■ TASK GOAL
Print each of the entries below word for word, leaving out the pictures.

■ GIVEN DATA

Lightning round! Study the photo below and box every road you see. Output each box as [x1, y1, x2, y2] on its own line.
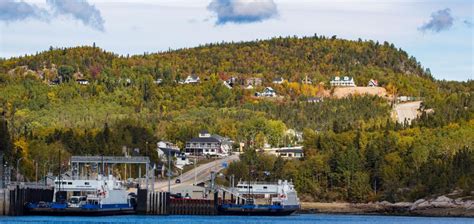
[394, 101, 421, 124]
[155, 154, 239, 191]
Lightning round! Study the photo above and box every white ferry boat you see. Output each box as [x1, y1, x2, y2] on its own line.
[219, 180, 300, 215]
[26, 175, 136, 215]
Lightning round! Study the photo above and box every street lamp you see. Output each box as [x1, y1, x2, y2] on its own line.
[16, 157, 23, 182]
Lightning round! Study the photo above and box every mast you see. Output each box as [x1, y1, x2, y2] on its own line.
[58, 149, 61, 200]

■ OUTPUT OF THE TASK
Lightning round! Study the photo below and box every road you see. Output each box as [x1, y1, x2, y2] on its own line.
[394, 101, 421, 124]
[155, 154, 239, 191]
Lightning round! Study the photo above and box every white ferry boat you see. Output each box as [x1, y1, x2, y2] on its own line.
[219, 180, 300, 215]
[26, 175, 136, 215]
Lightning round! Study the photo above and box every street lamp you see. Output each box as [x1, y1, x2, y2] on its own line.
[16, 157, 23, 182]
Lightning round! Study the photo above and box every mast you see. Output each box as [x1, y1, x2, y2] on its own line.
[58, 149, 61, 200]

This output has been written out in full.